Entries on locating named things:

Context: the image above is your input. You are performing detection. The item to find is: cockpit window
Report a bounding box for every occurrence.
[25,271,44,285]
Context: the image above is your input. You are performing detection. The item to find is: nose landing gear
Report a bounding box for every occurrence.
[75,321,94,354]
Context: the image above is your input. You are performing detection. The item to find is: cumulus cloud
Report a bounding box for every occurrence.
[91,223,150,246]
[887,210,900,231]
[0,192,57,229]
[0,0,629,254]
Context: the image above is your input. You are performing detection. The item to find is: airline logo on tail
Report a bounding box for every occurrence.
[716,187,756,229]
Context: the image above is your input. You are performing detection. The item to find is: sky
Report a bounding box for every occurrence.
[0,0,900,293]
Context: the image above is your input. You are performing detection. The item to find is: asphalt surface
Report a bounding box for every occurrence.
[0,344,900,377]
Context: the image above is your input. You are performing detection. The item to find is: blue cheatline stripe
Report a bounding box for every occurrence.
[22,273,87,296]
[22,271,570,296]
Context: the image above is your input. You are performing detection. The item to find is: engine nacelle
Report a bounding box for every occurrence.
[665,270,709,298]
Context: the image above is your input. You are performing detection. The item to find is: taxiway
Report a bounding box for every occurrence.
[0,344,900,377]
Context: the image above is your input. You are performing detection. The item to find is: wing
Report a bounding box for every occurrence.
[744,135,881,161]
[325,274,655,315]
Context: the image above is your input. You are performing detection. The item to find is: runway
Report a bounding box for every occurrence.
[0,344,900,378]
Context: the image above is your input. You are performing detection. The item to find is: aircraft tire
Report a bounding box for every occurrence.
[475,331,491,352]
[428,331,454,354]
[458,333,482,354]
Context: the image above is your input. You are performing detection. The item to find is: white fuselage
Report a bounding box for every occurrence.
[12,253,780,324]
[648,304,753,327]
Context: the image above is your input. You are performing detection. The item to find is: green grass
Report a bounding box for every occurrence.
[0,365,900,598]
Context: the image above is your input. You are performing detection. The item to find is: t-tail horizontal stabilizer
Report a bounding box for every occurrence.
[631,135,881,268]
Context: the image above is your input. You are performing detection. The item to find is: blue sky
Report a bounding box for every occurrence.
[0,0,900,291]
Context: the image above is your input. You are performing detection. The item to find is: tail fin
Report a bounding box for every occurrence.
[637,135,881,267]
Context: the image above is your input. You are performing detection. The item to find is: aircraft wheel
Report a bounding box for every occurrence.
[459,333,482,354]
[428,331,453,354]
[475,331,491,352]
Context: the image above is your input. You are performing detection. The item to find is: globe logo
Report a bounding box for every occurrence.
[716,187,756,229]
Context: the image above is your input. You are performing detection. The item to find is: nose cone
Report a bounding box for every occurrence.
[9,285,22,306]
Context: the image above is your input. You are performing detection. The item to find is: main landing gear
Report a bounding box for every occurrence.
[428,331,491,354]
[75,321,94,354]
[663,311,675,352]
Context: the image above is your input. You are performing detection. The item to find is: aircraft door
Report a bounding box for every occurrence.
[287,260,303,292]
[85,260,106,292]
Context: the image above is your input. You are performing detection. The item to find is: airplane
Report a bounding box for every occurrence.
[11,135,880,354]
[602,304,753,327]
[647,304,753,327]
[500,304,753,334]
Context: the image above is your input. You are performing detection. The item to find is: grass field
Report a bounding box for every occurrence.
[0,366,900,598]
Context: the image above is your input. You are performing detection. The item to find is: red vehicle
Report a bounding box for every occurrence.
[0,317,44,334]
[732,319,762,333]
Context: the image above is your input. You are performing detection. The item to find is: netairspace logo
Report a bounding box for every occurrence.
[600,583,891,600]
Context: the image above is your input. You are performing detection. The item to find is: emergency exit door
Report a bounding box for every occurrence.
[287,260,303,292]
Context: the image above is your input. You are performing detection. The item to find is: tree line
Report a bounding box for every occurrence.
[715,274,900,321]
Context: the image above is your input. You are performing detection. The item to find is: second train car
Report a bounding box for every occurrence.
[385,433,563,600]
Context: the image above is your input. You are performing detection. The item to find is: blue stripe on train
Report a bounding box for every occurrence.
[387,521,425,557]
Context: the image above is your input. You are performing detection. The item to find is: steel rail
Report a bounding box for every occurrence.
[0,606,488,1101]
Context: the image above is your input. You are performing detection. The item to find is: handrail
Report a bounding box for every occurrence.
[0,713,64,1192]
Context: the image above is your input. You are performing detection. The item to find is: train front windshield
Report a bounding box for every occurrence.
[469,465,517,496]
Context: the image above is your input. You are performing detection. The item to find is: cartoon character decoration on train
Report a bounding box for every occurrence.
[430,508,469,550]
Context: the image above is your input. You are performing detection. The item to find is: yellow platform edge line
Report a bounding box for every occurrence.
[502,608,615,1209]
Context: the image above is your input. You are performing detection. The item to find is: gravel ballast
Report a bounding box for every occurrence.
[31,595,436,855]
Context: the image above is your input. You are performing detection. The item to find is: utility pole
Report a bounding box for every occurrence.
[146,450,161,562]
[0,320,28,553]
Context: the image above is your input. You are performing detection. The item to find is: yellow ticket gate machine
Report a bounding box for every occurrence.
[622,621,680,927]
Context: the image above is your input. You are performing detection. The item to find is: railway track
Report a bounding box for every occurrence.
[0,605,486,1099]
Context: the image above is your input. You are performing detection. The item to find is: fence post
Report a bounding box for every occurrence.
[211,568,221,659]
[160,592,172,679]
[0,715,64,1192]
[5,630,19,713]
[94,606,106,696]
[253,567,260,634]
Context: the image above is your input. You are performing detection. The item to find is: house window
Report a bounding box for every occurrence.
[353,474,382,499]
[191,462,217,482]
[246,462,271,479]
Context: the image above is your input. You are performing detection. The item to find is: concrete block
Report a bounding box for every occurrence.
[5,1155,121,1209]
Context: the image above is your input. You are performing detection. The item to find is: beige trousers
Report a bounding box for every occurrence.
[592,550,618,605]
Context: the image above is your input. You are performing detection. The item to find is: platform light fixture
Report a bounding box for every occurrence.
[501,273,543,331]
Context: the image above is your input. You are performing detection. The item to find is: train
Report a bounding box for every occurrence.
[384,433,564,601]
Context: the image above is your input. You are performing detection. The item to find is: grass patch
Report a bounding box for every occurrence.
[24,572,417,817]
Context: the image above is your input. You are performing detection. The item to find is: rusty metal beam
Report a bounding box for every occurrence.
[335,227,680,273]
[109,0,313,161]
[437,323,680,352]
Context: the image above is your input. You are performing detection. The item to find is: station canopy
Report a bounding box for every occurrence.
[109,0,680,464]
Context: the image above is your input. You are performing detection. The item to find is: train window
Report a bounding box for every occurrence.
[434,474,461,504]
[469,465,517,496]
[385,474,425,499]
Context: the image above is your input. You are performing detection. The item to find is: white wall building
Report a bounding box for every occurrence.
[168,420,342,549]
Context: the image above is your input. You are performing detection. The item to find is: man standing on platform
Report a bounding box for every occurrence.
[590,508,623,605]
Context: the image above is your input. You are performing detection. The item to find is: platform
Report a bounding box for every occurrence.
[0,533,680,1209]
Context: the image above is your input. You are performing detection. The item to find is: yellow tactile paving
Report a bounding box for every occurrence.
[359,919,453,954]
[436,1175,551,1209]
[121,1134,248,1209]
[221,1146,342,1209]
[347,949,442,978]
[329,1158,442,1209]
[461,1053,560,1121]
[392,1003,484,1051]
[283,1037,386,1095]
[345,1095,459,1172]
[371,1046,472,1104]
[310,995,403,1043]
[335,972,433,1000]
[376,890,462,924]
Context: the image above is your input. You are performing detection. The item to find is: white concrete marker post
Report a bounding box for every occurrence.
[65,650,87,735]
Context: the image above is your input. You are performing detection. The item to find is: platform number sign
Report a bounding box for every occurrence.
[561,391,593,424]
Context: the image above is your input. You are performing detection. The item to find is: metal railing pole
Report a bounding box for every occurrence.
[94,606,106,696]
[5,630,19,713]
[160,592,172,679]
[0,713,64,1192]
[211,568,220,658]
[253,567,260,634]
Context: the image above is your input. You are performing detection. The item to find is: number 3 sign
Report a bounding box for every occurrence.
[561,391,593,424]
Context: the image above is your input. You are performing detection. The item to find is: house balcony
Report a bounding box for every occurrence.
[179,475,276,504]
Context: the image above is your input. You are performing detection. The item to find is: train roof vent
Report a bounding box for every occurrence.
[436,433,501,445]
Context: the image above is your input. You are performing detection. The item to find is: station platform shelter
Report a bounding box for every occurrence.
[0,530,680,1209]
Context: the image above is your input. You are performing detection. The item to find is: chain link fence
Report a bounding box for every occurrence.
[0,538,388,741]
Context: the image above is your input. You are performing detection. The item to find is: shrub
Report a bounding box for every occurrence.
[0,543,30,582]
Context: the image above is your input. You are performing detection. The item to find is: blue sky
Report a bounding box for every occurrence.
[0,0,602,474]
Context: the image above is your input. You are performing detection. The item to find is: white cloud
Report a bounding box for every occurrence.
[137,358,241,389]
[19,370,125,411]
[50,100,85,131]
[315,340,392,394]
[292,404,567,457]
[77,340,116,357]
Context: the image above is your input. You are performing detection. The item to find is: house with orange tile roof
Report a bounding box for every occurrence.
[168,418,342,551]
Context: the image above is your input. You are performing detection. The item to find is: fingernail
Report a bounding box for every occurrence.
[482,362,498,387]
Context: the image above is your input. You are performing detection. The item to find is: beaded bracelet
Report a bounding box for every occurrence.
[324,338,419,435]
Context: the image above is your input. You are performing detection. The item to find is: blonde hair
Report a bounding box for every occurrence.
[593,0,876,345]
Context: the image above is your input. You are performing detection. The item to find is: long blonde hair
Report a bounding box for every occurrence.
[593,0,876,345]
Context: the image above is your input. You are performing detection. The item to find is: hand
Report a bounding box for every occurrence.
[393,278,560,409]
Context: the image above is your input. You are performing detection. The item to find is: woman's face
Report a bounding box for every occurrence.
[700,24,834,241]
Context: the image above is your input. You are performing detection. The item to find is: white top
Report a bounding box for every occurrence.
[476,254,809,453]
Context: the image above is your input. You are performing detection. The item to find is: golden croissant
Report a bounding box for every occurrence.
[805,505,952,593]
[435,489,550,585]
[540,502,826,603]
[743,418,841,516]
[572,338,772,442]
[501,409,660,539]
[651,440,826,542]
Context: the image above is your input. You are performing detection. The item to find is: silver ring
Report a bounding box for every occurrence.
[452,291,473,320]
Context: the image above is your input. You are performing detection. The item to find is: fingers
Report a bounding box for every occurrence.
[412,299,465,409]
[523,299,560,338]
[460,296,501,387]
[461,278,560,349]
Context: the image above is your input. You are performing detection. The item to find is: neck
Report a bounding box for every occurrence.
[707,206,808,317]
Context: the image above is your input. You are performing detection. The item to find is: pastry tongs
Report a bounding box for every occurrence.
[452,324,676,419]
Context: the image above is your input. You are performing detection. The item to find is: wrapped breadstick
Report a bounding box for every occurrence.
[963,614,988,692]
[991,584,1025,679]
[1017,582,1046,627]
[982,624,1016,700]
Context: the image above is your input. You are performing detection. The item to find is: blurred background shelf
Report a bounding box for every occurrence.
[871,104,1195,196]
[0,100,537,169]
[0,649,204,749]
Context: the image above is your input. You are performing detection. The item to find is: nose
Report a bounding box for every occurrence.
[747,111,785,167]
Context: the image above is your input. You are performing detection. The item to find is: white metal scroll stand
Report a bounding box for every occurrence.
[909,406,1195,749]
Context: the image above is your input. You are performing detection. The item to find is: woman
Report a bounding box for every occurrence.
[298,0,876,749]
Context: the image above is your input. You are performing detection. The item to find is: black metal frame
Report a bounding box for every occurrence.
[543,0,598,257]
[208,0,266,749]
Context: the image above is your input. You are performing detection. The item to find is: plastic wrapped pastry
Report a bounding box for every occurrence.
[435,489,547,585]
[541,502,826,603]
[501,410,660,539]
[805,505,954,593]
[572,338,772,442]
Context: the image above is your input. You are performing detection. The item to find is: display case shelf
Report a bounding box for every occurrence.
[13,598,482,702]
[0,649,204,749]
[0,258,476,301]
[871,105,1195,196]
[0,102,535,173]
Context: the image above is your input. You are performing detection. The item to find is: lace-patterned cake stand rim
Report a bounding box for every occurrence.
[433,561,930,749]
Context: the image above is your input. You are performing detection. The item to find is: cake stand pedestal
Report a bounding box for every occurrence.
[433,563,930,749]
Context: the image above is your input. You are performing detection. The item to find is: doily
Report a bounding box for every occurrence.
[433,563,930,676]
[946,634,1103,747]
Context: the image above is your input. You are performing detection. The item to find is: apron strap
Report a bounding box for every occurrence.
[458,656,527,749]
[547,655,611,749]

• _Exercise instructions_
Lay out the rows that begin at the line containing "is: wrapped breadstick" and end with the line containing "[982,624,1016,700]", both included, as a JSON list of strings with one string per line and blank lines omitted.

• _Finished answer_
[
  "Context: the image above is your input. You are performing detection. The item to find is: wrapped breadstick",
  "Report a bounding box for every occurrence.",
  "[963,614,988,692]",
  "[991,584,1025,679]",
  "[1017,582,1046,627]",
  "[982,624,1016,700]"
]